## TASK DESCRIPTION
Which lines below hold the word "blue"? Copy all of them.

## MATERIAL SHOWN
-- Opening Marker --
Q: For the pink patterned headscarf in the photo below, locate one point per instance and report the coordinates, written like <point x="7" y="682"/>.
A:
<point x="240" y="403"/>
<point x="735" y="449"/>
-- Closing Marker --
-- Opening Marker --
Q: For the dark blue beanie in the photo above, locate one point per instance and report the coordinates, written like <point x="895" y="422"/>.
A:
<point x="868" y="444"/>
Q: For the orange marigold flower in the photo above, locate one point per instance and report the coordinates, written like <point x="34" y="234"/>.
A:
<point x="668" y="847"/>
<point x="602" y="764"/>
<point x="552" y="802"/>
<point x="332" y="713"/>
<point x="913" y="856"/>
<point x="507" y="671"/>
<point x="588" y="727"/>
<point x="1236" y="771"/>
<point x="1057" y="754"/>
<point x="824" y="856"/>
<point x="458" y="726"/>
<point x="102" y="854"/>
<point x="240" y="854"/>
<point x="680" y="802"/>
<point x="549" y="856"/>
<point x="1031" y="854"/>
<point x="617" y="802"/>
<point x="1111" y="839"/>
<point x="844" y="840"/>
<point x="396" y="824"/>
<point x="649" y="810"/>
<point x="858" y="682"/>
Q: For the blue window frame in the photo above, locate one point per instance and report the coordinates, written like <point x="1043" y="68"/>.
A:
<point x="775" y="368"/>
-- Closing Marker --
-- Opening Marker --
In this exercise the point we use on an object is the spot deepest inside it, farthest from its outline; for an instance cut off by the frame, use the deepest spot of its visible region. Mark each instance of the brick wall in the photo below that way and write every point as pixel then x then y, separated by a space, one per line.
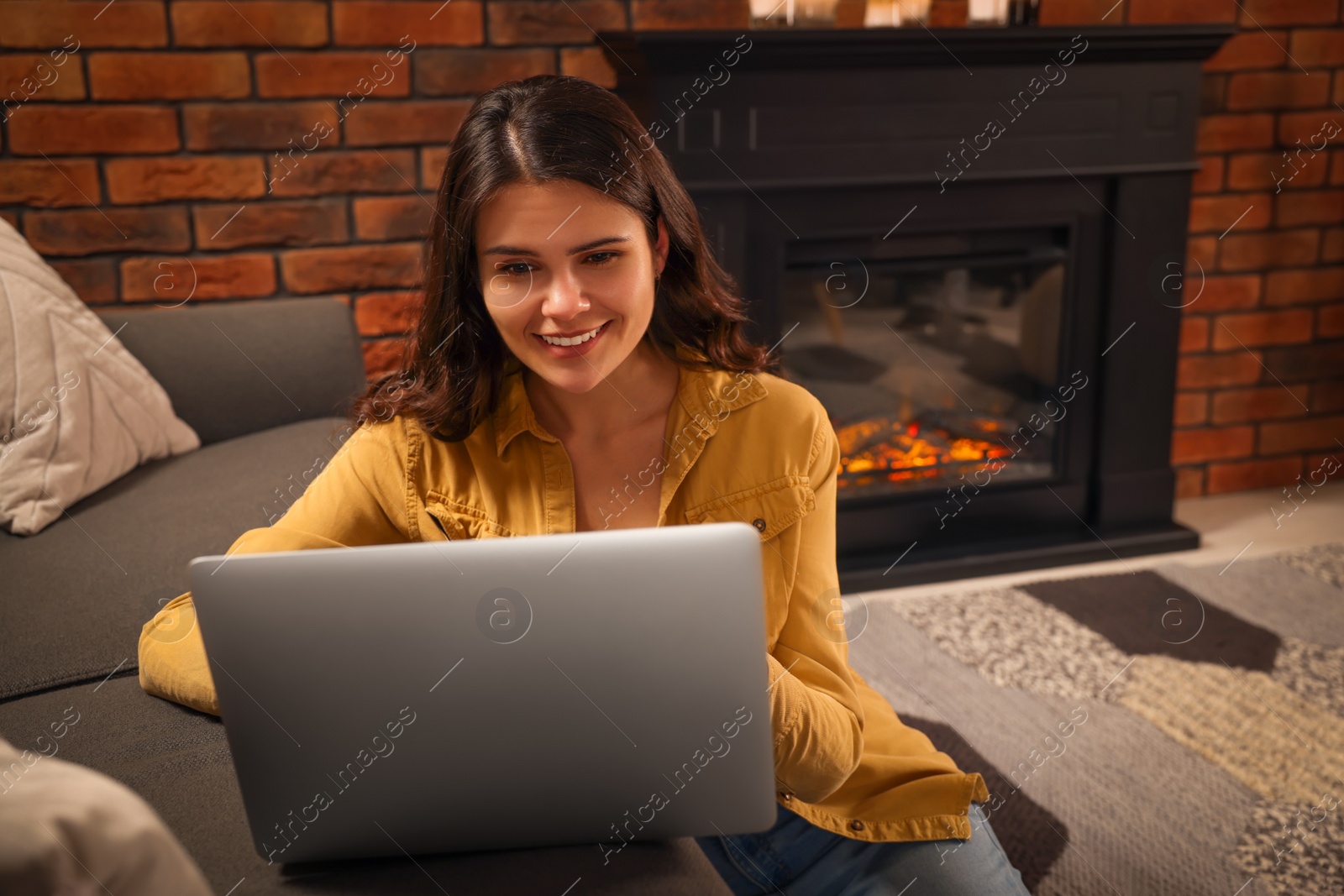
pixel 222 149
-- Closing Marker --
## PROBLEM SOLUTION
Q: For the dark blue beanie in the photo above, locate one point per instance and report the coordinates, written like <point x="895" y="422"/>.
Q: For the blue window frame in the photo above, locate one point per instance and report the coordinates, written like <point x="1043" y="68"/>.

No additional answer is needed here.